「川とノリオ」から感想
  
「川とノリオ」は、戦争教材としてだけではなく、文学作品としての価値を重視して授業をしてきました。いろいろな個性(作品のとらえかた)を発見しました。


チャイさんは、作品の主題にせまる感想を書きました。 
 ずっと友だちだったノリオと川。今はちがう。ざんこくな川。ノリオの気持も分かってあげない川。川は、ノリオとずっといっしょにいた。ノリオのまわりから、1人ずつ消えてしまう。でも川は、ノリオのそばにいた。だから、ざんこく。ノリオのかなしみも楽しみも全部知っている。川は、ノリオの楽しい気持ちだけ流す。かなしい気持ちだけ残してしまう。川は、休まない。いつだって流れている。ノリオを現実にもどしてしまう。
 ノリオは、小さいころいろいろな物を流した。それは、みんな帰ってこない。母ちゃんも帰ってこない。ノリオの中の母ちゃんまで流してしまう川。川はきびしい。いつだってきびしい。なぜ川なのか。それは、川がいつも流れているから。川は、ノリオといつもいっしょにいるから。川は流れる。気持ちも流す。
  
         
ポチさんは鋭く作品をとらえています。
^^^^^^^^
やること a = 「記録」にある項目をすべて、空いている行を抜いて、番号つきのリストに書き直してください。
感想文と記録の項目は、内容の上でつながりがありません。

(記録)
^^^^^^^^
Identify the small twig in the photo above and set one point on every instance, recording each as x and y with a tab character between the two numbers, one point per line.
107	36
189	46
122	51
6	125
^^^^^^^^
やること b = 感想文の中の「ノリオは、小さいころいろいろな物を流した。」という一文を英語にしてください。

こたえ a =
1. Identify the small twig in the photo above and set one point on every instance, recording each as x and y with a tab character between the two numbers, one point per line.
2. 107	36
3. 189	46
4. 122	51
5. 6	125

こたえ b = As a small child, Norio set all sorts of things adrift.